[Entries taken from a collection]
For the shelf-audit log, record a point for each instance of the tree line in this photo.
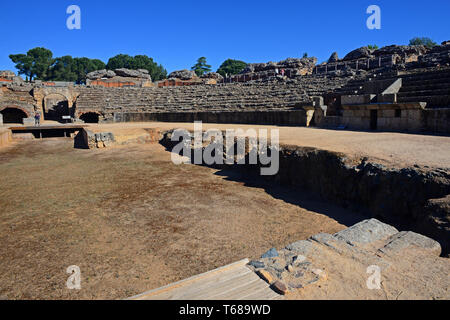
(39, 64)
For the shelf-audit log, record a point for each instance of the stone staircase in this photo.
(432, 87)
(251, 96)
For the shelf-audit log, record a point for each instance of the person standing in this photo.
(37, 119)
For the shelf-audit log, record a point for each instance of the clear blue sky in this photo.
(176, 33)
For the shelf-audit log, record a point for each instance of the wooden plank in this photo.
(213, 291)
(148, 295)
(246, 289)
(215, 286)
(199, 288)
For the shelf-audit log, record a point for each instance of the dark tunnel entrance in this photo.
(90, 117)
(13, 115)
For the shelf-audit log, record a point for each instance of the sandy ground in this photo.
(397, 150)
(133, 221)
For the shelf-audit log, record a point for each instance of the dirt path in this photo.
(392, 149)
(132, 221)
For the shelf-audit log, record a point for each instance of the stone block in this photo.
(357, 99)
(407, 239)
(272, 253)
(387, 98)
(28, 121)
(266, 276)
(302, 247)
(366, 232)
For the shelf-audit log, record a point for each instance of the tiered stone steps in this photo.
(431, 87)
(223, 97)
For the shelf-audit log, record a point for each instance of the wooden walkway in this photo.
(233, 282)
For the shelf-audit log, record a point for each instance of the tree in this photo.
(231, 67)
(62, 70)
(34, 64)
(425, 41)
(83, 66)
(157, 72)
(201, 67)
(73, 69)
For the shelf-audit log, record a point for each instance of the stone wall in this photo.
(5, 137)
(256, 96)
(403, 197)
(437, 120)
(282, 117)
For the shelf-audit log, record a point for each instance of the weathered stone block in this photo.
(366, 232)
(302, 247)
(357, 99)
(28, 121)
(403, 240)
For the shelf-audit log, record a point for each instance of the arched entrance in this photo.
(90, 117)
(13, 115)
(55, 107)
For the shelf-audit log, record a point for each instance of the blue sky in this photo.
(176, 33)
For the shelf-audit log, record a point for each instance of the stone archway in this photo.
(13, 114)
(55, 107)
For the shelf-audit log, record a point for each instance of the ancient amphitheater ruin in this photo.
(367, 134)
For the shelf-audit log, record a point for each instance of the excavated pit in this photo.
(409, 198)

--

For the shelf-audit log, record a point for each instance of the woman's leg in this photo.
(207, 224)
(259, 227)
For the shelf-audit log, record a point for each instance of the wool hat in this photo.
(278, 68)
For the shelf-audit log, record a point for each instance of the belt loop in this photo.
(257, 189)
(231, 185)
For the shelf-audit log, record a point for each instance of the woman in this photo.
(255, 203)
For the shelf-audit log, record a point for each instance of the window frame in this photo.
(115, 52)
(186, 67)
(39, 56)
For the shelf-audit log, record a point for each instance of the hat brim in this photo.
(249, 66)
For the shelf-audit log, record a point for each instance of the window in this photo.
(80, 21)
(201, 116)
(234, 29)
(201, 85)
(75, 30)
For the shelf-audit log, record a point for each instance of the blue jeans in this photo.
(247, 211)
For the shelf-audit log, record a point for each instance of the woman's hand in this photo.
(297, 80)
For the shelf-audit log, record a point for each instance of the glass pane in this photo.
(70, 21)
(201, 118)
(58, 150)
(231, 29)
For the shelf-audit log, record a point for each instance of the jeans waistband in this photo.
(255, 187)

...

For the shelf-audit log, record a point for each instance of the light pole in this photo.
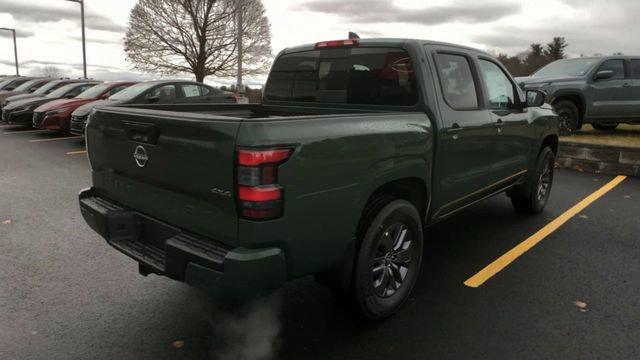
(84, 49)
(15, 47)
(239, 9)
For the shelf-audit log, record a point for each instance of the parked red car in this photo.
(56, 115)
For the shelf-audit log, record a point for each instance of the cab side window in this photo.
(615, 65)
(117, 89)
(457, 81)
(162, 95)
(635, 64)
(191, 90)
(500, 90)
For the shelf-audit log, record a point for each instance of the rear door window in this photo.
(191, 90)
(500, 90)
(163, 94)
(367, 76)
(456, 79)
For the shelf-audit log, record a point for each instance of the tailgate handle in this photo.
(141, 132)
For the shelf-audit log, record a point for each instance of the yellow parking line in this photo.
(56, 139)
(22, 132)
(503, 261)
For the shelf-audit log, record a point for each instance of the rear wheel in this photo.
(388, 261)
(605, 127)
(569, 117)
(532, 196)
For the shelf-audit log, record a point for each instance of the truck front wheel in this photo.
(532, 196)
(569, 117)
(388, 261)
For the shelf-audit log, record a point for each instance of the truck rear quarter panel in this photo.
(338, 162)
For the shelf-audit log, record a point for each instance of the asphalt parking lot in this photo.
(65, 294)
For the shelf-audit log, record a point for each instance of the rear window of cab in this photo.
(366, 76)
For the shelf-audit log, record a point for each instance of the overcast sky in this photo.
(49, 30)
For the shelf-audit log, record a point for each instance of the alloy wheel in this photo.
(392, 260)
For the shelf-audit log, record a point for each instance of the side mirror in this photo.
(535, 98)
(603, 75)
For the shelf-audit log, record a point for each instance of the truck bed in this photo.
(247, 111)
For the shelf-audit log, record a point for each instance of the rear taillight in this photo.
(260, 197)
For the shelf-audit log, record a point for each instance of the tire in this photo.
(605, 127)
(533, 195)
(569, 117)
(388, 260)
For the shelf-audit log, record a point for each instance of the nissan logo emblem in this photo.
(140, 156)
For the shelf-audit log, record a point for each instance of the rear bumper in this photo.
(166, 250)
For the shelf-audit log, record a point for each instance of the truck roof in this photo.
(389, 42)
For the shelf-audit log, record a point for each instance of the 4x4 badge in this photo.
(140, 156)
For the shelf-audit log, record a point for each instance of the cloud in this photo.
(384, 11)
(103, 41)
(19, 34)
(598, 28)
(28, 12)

== Aim of the task ==
Report every line of the entries above that contains the word "tree", and treat uppercase and lowercase as different.

== Exercise answer ==
For the shelf-audit log, record a point for each instance of the tree line in this photo.
For the shelf-audit log, record a point for each instance of the tree in this photo.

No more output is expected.